[[ EXERCISE DATA open ]]

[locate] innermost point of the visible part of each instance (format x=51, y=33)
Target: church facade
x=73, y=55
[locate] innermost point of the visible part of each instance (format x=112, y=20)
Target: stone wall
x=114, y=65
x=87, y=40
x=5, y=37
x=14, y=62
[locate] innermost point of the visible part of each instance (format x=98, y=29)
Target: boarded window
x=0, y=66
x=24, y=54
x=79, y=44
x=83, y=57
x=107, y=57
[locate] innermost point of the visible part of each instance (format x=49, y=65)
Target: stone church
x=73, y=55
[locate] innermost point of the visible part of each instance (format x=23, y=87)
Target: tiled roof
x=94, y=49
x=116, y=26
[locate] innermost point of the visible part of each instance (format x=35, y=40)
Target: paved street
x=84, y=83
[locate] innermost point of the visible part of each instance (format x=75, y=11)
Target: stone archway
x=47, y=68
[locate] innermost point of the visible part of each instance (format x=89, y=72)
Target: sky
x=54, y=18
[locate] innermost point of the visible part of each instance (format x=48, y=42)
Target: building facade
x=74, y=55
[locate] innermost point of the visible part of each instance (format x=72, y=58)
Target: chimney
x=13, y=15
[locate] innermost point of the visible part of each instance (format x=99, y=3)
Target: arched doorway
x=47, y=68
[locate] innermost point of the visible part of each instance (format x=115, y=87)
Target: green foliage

[[ EXERCISE DATA closed ]]
[[ EXERCISE DATA open ]]

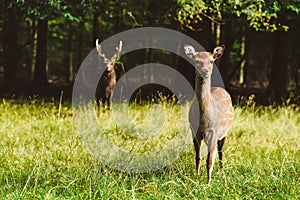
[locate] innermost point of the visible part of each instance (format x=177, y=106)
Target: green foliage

[[ EXERCISE DATA closed ]]

* WHAT TO WORK ON
Your task is to restate, word for word, only those lines above that fall between the line holding "(format x=51, y=33)" and the line holding "(format x=72, y=58)", inclusive.

* REPLY TO THE TASK
[locate] innermost point of the visible part of each instance (format x=51, y=33)
Target: church facade
x=73, y=55
[locate] innermost point of the visible part of each instance (format x=112, y=20)
Target: stone wall
x=114, y=65
x=87, y=40
x=5, y=37
x=14, y=62
[locate] innermost point of the visible part of each instance (format x=98, y=29)
Target: boarded window
x=0, y=66
x=24, y=54
x=79, y=44
x=83, y=57
x=107, y=57
[locate] innermost point of the visible part of each instance (format x=49, y=65)
Target: stone church
x=73, y=55
[locate] innermost point of the visible part of each instance (format x=23, y=87)
Target: tiled roof
x=94, y=49
x=116, y=26
[locate] innermost point of the visible part of each instance (format x=35, y=40)
Target: paved street
x=84, y=83
[locate] innermost point of the visible part of each instance (format x=75, y=11)
Target: stone archway
x=47, y=68
[locate] innermost point of the visible part of each instance (format x=89, y=72)
Target: sky
x=54, y=18
[locate] innermost point of the visible part of each instance (format x=48, y=42)
Target: building facade
x=74, y=55
[locate] innermost point of the visible part of each instance (format x=72, y=58)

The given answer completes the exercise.